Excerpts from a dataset
+++

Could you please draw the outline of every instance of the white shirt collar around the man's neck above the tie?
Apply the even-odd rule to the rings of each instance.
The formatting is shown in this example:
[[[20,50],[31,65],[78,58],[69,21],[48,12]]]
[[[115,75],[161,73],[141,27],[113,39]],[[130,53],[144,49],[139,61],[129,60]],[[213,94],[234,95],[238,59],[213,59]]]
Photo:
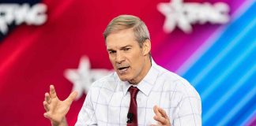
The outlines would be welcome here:
[[[130,86],[134,86],[134,87],[137,87],[143,94],[148,96],[150,91],[152,90],[152,87],[154,86],[154,83],[156,82],[156,78],[159,73],[159,71],[156,68],[157,68],[157,65],[155,61],[152,60],[152,66],[149,69],[149,72],[137,85],[130,84],[128,81],[120,80],[120,84],[122,84],[122,87],[123,87],[122,88],[123,95],[126,95]]]

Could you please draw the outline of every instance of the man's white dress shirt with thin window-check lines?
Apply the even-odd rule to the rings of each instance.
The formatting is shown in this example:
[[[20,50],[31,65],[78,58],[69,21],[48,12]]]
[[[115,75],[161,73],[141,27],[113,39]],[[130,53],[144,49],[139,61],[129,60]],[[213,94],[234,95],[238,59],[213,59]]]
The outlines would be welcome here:
[[[76,126],[126,125],[130,86],[116,72],[97,80],[88,91]],[[201,98],[182,77],[152,61],[151,69],[137,88],[140,90],[136,99],[139,125],[156,124],[155,105],[165,110],[171,126],[201,125]]]

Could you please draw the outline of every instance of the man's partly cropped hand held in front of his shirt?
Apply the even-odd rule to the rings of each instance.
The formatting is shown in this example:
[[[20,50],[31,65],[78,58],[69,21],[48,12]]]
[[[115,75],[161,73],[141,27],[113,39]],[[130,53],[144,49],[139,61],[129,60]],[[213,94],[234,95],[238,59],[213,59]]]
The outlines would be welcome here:
[[[154,113],[156,113],[154,119],[157,121],[157,124],[152,124],[152,126],[171,126],[170,119],[165,113],[164,109],[161,109],[158,106],[154,106]]]

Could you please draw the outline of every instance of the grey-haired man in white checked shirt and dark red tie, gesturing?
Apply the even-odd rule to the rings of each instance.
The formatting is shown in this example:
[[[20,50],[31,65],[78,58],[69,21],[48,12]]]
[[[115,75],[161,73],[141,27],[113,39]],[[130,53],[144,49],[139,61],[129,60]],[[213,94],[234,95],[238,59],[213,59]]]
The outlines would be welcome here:
[[[81,125],[201,125],[201,99],[186,80],[152,61],[149,31],[138,17],[121,15],[104,31],[115,72],[92,84],[77,118]],[[66,125],[77,92],[60,101],[45,94],[44,117]]]

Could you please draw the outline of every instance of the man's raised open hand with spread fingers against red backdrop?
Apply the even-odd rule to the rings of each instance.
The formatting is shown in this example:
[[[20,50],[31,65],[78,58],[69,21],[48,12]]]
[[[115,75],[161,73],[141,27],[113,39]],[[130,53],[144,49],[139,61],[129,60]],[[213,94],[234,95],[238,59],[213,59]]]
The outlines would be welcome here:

+++

## What to work on
The answer must repeat every record exactly, with all pictures left out.

## Solved exercise
Could you please draw the outline of every instance of the white shirt collar around the man's neck above the tie?
Apply the even-odd rule to the rings of each instance.
The formatting is shown in this example:
[[[20,50],[31,65],[78,58],[69,21],[48,12]]]
[[[115,75],[161,73],[141,27],[113,39]],[[130,53],[144,49],[139,61],[129,60]],[[213,94],[234,95],[238,59],[213,59]]]
Photo:
The outlines would be welcome here:
[[[130,86],[134,86],[134,87],[137,87],[143,94],[148,96],[150,91],[152,90],[152,87],[154,86],[154,83],[156,82],[156,78],[159,73],[159,71],[156,68],[157,68],[157,65],[155,61],[152,60],[152,66],[149,69],[149,72],[137,85],[130,84],[128,81],[120,80],[120,84],[122,84],[122,87],[123,87],[122,88],[123,95],[126,95]]]

Could you please draw the outline of every instance of the man's white dress shirt with thin window-check lines?
Apply the even-odd rule to the rings of each instance.
The formatting is shown in this example:
[[[20,50],[31,65],[78,58],[69,21],[48,12]]]
[[[115,75],[161,73],[141,27],[113,39]],[[130,53],[144,49],[139,61],[129,60]],[[213,94],[234,95],[238,59],[213,59]]]
The outlines would be welcome here:
[[[76,126],[126,125],[130,86],[116,72],[97,80],[88,91]],[[201,98],[182,77],[152,61],[151,69],[137,88],[140,90],[136,99],[139,125],[156,124],[155,105],[165,110],[171,126],[201,125]]]

Could you please draw the outline of every instance of the man's partly cropped hand held in front of his shirt?
Apply the even-odd rule to the rings of each instance.
The formatting is shown in this example:
[[[20,50],[31,65],[78,58],[69,21],[48,12]]]
[[[115,75],[161,73],[141,27],[113,39]],[[130,53],[144,49],[139,61],[129,60]],[[213,94],[234,95],[238,59],[213,59]]]
The outlines would be welcome here:
[[[154,113],[156,113],[154,119],[157,121],[157,124],[152,124],[152,126],[171,126],[170,119],[165,113],[164,109],[161,109],[158,106],[154,106]]]

Could you please draw the outline of every instance of the grey-haired man in white checked shirt and dark red tie, gesturing?
Apply the even-odd rule to the rings of each instance.
The formatting is shown in this example:
[[[20,50],[31,65],[78,58],[69,21],[48,12]]]
[[[115,75],[161,73],[141,27],[113,39]],[[130,53],[144,49],[139,61],[129,60]],[[213,94],[234,95],[238,59],[213,59]]]
The outlines would be welcome here:
[[[81,125],[201,125],[201,99],[186,80],[152,61],[149,31],[138,17],[121,15],[104,31],[115,72],[92,84],[77,118]],[[66,125],[77,92],[60,101],[45,94],[44,117]]]

Could you please draw the outline of every instance of the man's raised open hand with spread fingers against red backdrop?
Apply the even-odd rule to the rings of each instance.
The formatting is shown in this example:
[[[20,50],[31,65],[78,58],[69,21],[48,12]]]
[[[115,75],[161,73],[141,27],[113,39]],[[130,53],[144,49],[139,61],[129,60]],[[213,94],[234,95],[238,59],[213,59]]]
The outlines would be welcome here:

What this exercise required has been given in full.